OBJECTIVE:
Answer from the Reform Alliance article below:
(a) How many of the group's seven Oireachtas members are Senators?
(b) At what venue is the "reform conference" taking place?
(c) On which day did the alliance put out its press release?

#### TEXT SHOWN

When is a party not a party?

The Reform Alliance conference today is not a monster meeting, nor is it a party launch. So what do the seven Oireachtas members hope to achieve?


Whatever you do, don't call it a party. Today, the Reform Alliance, the group comprised of seven members of the Oireachtas – five TDs and two Senators – will raise its profile in Irish politics. They expect hundreds of people to attend a one-day "reform conference" at the RDS, in Dublin.

But it’s not a party, and don’t you forget it. In a press release on Thursday the alliance said: “Despite some of the media depictions drawing parallels to Daniel O’Connell’s famous ‘Monster Meetings’, or that this is an Ard Fheis-style meeting precipitating the launch of a new party, neither of these representations are accurate.”

########
#### SUPPLIED DATA

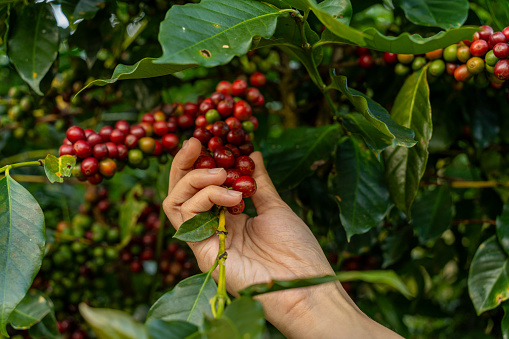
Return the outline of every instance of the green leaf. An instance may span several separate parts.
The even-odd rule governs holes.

########

COMPLETE OUTPUT:
(a) Two
(b) The RDS, in Dublin
(c) Thursday